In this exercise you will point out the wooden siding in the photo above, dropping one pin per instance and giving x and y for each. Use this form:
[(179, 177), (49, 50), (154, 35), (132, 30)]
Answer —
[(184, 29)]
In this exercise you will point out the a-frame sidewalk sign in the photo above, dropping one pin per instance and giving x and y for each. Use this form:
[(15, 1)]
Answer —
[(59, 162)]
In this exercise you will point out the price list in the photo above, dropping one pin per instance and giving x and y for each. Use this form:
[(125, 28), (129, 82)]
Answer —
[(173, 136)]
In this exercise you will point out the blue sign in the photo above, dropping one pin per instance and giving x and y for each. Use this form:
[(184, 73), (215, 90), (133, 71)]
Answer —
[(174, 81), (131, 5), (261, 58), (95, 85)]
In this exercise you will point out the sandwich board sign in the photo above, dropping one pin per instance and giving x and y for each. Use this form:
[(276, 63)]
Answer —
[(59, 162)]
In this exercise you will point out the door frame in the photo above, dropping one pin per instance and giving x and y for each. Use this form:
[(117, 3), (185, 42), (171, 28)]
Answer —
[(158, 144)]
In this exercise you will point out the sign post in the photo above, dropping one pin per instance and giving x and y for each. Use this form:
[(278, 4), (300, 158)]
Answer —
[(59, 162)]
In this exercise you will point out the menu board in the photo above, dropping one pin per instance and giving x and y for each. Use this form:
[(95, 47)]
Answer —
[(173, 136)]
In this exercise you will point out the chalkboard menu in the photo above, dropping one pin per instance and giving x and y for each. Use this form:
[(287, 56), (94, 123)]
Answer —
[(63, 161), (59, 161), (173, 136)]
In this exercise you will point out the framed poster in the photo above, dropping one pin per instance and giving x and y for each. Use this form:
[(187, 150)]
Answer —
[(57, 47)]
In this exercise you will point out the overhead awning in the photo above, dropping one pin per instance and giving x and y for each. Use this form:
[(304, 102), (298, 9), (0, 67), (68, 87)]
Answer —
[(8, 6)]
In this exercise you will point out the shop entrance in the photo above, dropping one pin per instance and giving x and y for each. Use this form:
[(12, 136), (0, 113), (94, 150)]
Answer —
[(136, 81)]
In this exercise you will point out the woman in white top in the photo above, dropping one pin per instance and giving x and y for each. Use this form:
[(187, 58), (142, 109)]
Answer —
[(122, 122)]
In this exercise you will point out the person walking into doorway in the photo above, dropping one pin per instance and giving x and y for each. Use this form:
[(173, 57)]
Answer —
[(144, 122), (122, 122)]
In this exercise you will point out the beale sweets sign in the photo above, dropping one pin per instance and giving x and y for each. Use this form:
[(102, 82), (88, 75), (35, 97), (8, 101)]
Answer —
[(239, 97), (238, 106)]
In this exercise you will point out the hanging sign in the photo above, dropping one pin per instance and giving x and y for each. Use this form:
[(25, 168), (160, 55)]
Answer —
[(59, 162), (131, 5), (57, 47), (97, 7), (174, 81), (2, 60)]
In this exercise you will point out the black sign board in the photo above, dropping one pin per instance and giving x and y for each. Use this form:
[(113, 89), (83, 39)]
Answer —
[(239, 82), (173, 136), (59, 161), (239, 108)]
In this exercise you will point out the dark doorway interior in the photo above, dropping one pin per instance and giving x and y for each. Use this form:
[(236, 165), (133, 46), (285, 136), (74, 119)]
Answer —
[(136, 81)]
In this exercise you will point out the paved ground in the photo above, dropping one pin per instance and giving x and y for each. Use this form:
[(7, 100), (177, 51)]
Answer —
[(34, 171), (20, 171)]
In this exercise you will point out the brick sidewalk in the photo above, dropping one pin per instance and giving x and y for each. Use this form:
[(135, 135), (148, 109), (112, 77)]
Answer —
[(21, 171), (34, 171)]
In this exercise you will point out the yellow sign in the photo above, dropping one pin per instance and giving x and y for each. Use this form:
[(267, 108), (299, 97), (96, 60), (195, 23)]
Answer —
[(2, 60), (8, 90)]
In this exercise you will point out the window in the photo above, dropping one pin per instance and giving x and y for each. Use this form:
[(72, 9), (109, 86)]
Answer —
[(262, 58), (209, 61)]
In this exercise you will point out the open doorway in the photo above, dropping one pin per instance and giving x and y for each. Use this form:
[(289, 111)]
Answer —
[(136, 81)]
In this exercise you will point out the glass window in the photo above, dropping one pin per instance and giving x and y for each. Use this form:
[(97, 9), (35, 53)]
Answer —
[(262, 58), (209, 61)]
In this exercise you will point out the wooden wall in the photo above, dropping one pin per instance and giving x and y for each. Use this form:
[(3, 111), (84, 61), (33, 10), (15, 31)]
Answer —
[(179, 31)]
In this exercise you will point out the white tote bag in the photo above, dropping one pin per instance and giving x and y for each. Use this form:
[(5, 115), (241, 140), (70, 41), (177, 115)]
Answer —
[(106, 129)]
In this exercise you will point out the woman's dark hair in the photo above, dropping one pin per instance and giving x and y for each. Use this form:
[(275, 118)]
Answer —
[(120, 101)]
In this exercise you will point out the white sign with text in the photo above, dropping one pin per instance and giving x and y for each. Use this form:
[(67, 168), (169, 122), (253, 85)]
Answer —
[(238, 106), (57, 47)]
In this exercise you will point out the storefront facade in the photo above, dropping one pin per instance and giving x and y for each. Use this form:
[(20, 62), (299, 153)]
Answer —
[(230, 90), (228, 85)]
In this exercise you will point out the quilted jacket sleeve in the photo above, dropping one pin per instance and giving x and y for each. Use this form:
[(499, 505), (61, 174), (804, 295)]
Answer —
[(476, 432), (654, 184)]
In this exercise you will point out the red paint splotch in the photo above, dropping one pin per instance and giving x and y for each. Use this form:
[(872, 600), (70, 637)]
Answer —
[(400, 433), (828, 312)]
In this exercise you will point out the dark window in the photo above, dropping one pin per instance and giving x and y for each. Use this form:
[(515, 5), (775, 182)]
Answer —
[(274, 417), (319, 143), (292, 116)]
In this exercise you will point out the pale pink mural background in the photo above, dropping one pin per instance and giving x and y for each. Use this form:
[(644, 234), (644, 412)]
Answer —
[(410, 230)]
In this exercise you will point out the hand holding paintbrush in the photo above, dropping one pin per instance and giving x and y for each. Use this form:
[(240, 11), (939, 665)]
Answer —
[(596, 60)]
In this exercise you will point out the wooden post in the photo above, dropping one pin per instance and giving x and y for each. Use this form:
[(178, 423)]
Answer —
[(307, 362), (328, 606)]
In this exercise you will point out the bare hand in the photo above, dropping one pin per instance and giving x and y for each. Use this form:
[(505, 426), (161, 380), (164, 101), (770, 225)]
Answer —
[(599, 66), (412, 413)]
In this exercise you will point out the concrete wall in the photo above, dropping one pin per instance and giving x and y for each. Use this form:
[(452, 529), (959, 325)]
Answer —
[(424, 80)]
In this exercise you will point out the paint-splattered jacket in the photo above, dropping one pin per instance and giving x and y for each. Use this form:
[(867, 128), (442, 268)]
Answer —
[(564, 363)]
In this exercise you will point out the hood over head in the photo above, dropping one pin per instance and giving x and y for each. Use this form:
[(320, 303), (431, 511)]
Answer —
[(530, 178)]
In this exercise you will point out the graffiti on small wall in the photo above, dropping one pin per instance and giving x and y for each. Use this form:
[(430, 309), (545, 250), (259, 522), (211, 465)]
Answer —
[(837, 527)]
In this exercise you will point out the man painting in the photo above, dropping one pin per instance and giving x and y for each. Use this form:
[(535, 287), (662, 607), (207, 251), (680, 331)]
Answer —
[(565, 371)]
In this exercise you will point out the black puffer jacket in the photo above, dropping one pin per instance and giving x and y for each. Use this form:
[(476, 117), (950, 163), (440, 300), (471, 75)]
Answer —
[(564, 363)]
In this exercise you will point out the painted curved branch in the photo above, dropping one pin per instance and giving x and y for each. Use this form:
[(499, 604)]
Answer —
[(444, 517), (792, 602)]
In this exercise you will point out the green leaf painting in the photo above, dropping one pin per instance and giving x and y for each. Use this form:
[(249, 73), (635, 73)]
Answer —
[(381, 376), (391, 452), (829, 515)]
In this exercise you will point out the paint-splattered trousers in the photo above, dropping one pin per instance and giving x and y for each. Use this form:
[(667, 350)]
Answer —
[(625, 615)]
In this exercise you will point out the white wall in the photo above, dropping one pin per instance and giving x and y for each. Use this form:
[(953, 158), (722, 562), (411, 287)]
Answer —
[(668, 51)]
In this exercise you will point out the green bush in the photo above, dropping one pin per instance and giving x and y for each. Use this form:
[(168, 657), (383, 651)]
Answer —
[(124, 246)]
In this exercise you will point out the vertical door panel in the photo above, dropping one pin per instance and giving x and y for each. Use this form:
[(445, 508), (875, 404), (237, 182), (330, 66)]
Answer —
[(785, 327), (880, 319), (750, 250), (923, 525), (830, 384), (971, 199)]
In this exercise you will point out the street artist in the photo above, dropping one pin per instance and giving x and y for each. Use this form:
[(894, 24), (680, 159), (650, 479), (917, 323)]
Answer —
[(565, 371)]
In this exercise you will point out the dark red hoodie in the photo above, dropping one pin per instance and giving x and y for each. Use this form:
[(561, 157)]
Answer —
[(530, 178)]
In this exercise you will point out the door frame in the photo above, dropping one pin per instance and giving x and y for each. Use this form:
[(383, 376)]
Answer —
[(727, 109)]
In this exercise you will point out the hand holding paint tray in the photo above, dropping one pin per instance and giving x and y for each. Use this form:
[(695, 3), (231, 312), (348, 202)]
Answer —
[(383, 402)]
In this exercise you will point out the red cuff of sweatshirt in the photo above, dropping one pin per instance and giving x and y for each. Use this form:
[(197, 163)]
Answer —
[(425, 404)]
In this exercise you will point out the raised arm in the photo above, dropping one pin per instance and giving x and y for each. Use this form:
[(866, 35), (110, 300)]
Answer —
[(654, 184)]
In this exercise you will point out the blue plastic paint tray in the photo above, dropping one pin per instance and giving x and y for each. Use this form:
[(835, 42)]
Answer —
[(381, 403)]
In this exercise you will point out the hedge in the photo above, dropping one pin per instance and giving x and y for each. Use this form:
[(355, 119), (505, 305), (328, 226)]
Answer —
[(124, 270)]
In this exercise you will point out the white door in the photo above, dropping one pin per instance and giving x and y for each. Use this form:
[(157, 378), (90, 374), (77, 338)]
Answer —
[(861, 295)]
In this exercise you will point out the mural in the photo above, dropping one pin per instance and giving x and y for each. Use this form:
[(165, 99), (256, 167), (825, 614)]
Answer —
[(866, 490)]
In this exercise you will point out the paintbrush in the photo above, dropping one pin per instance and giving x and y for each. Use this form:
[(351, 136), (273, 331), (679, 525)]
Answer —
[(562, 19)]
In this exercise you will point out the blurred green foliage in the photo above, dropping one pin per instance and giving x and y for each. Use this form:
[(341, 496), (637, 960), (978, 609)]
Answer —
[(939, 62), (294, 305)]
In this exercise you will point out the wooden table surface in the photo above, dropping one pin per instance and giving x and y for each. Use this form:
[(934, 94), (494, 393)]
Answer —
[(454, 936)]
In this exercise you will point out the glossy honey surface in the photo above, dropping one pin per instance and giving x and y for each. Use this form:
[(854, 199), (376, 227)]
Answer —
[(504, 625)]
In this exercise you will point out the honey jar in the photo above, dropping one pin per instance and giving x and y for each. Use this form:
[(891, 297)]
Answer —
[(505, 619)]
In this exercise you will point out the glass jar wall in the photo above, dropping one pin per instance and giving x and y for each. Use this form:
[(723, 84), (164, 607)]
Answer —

__Work to complete__.
What is the number of lines above that contain the string "wall"? Answer with that number only.

__Written response__.
5